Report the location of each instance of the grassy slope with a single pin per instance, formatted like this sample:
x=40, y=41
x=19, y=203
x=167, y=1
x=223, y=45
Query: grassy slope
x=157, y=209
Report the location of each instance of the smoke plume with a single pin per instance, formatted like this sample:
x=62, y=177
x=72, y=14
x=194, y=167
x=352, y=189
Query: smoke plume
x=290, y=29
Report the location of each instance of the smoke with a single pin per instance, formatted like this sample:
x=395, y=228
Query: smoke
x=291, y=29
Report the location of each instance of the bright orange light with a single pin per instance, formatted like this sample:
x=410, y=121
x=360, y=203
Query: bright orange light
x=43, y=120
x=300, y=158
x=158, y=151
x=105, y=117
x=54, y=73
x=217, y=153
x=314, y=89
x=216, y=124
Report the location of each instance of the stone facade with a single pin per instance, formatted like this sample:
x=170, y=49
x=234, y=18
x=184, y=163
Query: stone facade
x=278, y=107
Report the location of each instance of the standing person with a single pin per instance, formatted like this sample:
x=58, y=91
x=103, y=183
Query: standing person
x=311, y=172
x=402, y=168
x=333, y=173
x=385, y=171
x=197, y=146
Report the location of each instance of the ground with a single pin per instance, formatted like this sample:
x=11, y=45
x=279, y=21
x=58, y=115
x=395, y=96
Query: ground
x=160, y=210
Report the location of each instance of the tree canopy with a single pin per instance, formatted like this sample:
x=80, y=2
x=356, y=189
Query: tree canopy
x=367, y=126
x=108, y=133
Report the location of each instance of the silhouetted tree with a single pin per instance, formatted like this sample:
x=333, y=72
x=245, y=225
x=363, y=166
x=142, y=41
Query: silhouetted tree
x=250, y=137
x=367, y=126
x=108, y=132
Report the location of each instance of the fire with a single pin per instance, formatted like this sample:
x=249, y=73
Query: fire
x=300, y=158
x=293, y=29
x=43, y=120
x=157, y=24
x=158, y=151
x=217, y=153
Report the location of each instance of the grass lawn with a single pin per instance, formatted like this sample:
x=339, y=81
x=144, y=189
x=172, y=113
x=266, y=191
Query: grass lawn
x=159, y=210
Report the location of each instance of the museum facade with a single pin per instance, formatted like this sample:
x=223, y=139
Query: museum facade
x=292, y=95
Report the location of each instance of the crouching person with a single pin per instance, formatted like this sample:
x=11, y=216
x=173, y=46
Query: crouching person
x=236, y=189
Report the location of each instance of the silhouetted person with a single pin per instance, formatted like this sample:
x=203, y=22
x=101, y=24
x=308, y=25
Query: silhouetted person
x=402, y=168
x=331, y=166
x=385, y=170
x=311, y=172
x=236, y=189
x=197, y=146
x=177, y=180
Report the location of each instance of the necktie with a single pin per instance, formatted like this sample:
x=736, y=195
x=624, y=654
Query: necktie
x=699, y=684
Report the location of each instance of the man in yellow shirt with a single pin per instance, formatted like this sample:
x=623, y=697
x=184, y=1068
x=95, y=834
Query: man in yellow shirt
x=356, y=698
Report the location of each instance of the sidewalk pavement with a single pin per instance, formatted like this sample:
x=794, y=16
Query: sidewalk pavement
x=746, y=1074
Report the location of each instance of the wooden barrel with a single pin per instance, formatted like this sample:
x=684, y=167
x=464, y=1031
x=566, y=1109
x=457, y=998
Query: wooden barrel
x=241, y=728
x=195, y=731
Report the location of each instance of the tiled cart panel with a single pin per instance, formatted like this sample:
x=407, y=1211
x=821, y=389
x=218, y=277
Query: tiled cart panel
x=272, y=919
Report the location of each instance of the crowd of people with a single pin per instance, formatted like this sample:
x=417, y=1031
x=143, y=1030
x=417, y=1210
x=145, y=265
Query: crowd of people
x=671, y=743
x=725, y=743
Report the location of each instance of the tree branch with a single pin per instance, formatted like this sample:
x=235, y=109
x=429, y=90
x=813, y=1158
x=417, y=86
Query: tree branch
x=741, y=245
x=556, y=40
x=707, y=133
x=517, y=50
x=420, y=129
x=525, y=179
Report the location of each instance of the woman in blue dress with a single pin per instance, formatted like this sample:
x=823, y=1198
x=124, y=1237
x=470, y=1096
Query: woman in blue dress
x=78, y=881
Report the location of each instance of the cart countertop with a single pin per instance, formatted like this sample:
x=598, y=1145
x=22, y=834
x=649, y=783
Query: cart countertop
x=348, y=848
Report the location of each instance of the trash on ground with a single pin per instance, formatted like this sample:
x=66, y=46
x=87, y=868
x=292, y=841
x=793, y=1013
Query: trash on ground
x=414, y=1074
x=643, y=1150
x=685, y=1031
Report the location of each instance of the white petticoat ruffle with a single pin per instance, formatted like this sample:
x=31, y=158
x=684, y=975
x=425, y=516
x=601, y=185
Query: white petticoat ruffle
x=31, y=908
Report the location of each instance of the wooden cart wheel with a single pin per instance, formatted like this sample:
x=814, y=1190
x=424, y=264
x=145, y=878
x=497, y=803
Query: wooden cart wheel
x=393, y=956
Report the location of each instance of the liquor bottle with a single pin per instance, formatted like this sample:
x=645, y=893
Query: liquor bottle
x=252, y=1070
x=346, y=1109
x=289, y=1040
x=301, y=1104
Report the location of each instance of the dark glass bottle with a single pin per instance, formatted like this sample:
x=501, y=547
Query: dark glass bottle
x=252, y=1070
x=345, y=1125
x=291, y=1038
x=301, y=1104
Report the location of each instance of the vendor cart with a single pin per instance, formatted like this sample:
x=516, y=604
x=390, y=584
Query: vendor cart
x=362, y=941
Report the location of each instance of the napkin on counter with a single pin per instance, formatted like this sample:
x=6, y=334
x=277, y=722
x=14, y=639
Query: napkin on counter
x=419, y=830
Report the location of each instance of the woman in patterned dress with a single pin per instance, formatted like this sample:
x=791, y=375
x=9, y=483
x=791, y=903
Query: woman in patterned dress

Activity: Please count the lines above that contain the string "patterned" and reply with the number alone.

Reply: 2